What to work on
All of the entries are to be written out again verbatim.

Dataset extract
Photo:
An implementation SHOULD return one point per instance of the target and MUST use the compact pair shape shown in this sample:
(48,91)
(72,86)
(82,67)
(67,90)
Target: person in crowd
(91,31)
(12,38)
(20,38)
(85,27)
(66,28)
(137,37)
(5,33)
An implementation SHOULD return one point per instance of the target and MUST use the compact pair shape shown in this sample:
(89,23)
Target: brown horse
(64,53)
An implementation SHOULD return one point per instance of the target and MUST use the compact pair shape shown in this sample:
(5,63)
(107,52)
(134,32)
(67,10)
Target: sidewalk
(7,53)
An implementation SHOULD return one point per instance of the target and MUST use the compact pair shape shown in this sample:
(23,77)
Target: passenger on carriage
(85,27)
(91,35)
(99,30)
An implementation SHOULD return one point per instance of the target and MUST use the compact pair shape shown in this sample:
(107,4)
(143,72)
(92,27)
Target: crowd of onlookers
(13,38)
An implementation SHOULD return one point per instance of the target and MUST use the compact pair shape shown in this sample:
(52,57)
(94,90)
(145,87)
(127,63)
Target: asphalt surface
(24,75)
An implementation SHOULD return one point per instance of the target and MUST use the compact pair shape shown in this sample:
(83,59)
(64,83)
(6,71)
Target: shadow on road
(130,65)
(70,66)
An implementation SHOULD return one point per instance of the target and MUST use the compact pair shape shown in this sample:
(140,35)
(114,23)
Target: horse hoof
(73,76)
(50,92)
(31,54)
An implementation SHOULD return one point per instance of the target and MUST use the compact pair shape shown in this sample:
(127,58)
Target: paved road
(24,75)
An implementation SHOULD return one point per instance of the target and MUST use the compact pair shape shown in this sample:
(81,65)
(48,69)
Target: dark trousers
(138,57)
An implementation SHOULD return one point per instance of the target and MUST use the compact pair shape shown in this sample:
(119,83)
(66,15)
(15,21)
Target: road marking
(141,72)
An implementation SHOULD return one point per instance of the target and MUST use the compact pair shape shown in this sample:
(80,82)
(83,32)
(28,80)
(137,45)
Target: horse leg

Response box
Photo:
An implementation SHOULD return one point per instance of the target and MUST use the compact pair shape shown in this sample:
(48,91)
(72,86)
(82,67)
(67,90)
Target: person in crowd
(91,31)
(12,38)
(20,38)
(85,27)
(66,28)
(137,37)
(5,33)
An implementation SHOULD return one point per instance of the target and MUST use the compact pair shape shown in this sample:
(89,23)
Target: brown horse
(64,53)
An implementation SHOULD return one point per instance of the target and MUST use the compact pair shape shown in this sample:
(5,63)
(107,52)
(134,32)
(67,10)
Target: sidewalk
(7,53)
An implementation SHOULD return one point per instance of the target and MUST use the compact pair shape shown in this sample:
(23,77)
Target: passenger on carriage
(85,27)
(91,35)
(99,30)
An implementation SHOULD return one point per instance of the target and MUST use the compact pair shape shown in this sample:
(107,4)
(143,72)
(92,27)
Target: crowd of onlookers
(13,38)
An implementation SHOULD return one point per instance of the target and MUST use the compact pair shape shown in this sample:
(52,57)
(94,90)
(145,87)
(127,63)
Target: asphalt surface
(24,75)
An implementation SHOULD return one point per instance of the target and MUST use the compact pair shape shown in this sample:
(83,59)
(64,83)
(6,71)
Target: shadow on road
(130,65)
(70,66)
An implementation SHOULD return one point per instance of the target and MUST use the compact pair shape shown in this sample:
(140,35)
(114,23)
Target: horse hoof
(73,76)
(50,92)
(31,54)
An implementation SHOULD return one point per instance of the target and MUST use the compact pair shape shown in this sample:
(127,58)
Target: paved road
(24,75)
An implementation SHOULD return one point per instance of the target and MUST use the compact pair shape shown in this sample:
(81,65)
(48,69)
Target: dark trousers
(138,57)
An implementation SHOULD return one point per instance of the target and MUST use the compact pair shape shown in this sample:
(119,83)
(66,15)
(15,21)
Target: road marking
(141,72)
An implementation SHOULD return one point per instance of the target and MUST use the compact pair shape shown in this sample:
(80,82)
(83,32)
(28,80)
(137,45)
Target: horse leg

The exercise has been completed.